• _Passage shown_
That may be bad news for sellers, but it's good news for buyers. In many markets, buyers have the luxury of being able to take their time and negotiate a deal for the first time in recent memory.

In Richmond, Va., Realtor Emmett Smith says houses are still selling, but it’s taking a lot longer. Six months ago houses there sold in three to 10 days. Now it takes 20 to 30 days.

In Grass Valley, Calif., broker Laura Berman of United Country Town and Country Realty, says sales in her Northern California region are down 30 percent from a year ago. The “inventory is huge,” she says, and price reductions are common.

Buyer's market
“The buyer is clearly in the driver’s seat,” says Bob Callahan, who is about to close on a house in McLean. “Houses are still expensive,” he says, “but you can find deals now.”

The house Callahan wanted was originally listed at $629,000. After two weeks without an offer, the owners dropped the price to $599,000. Callahan got the house for $592,000. He says he could sense the sellers' “willingness to negotiate about the price very early on.”

Callahan’s agent, Kate Ryan of Long and Foster Realtors, says sellers need to understand that the price of a house is set by the market, which is now flat or dropping. “That’s hard for a lot of people to deal with,” she says. Smart sellers need to realize that buyers can now take “the pick of the litter,” and they need to set their asking price accordingly.

• _Information supplied_
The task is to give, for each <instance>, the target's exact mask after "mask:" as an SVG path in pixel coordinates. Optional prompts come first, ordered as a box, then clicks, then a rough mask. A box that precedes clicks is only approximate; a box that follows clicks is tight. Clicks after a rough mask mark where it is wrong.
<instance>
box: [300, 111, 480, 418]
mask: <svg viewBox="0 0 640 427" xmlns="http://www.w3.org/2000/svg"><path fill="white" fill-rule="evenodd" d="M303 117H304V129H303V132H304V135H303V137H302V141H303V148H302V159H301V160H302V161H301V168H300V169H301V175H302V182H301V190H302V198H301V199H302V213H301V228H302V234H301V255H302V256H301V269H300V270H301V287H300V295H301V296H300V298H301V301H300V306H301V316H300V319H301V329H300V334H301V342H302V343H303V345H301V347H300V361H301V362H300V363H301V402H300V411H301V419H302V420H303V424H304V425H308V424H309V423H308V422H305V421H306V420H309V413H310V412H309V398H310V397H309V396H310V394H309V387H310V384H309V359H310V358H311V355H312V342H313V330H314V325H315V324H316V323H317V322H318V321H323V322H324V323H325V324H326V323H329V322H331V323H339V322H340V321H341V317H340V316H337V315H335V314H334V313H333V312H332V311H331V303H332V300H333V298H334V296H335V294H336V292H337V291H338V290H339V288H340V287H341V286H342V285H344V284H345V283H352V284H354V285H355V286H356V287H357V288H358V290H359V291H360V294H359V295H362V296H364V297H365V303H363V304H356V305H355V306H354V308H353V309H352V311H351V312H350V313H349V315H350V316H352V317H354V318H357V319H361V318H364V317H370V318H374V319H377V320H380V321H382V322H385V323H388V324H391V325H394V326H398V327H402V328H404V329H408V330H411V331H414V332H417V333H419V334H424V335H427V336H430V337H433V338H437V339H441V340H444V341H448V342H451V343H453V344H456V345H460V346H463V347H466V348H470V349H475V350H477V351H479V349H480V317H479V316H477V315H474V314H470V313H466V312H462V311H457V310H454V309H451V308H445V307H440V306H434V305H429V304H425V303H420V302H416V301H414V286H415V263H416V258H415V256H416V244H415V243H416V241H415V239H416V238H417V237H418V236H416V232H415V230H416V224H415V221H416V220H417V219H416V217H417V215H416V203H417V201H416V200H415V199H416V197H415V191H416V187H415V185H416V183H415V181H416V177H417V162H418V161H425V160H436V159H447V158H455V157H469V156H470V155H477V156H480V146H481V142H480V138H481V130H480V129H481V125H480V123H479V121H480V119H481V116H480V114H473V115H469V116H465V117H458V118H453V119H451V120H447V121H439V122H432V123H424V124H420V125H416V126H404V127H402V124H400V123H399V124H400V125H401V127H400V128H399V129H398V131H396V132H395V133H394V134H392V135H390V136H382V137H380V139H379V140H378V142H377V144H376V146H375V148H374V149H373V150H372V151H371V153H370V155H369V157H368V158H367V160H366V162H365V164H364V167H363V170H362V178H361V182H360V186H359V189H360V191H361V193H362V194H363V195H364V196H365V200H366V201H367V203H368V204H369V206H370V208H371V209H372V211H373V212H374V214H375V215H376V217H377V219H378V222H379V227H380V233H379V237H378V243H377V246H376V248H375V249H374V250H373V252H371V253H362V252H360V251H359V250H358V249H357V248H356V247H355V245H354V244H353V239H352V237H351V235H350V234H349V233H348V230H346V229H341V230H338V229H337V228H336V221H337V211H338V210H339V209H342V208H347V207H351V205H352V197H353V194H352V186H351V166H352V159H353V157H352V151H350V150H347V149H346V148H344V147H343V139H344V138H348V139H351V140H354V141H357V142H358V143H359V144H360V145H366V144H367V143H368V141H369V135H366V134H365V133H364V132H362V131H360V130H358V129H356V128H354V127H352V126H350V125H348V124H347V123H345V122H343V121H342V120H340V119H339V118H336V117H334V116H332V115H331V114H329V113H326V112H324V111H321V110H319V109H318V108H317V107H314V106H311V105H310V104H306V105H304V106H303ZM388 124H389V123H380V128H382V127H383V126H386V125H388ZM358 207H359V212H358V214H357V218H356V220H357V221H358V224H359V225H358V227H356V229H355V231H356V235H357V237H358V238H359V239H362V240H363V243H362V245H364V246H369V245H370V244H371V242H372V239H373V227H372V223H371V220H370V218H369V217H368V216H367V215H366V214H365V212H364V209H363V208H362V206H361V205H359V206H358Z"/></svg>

• _Apply what you read_
1. In the housing market article, what price did Bob Callahan pay for the house in McLean?
2. Quote the housing market article starting with "That may be" and going on through "in recent memory.".
3. Write what comes next in the housing market article, picking up after its final sentence.

• _Responses by item number_
1. $592,000.

2.
That may be bad news for sellers, but it's good news for buyers. In many markets, buyers have the luxury of being able to take their time and negotiate a deal for the first time in recent memory.

3.
Laura Berman says the sellers she deals with in the Grass Valley region "are mostly in denial.”

“Location is important,” Berman says, “but if you have comparable houses, it always comes down to price.” And now that buyers may have dozens of houses to look at in their price range, they can determine the true value.

“The homes that have the best value are the ones that are going to get shown the most,” Berman says. “And that’s where you want to be. You always try to be in the top five, hopefully within the top 10 of the competitive houses."

For sellers, it is too soon to panic. Even though the market has cooled, the National Association of Realtors expects 2006 to be the third-best year for home sales ever.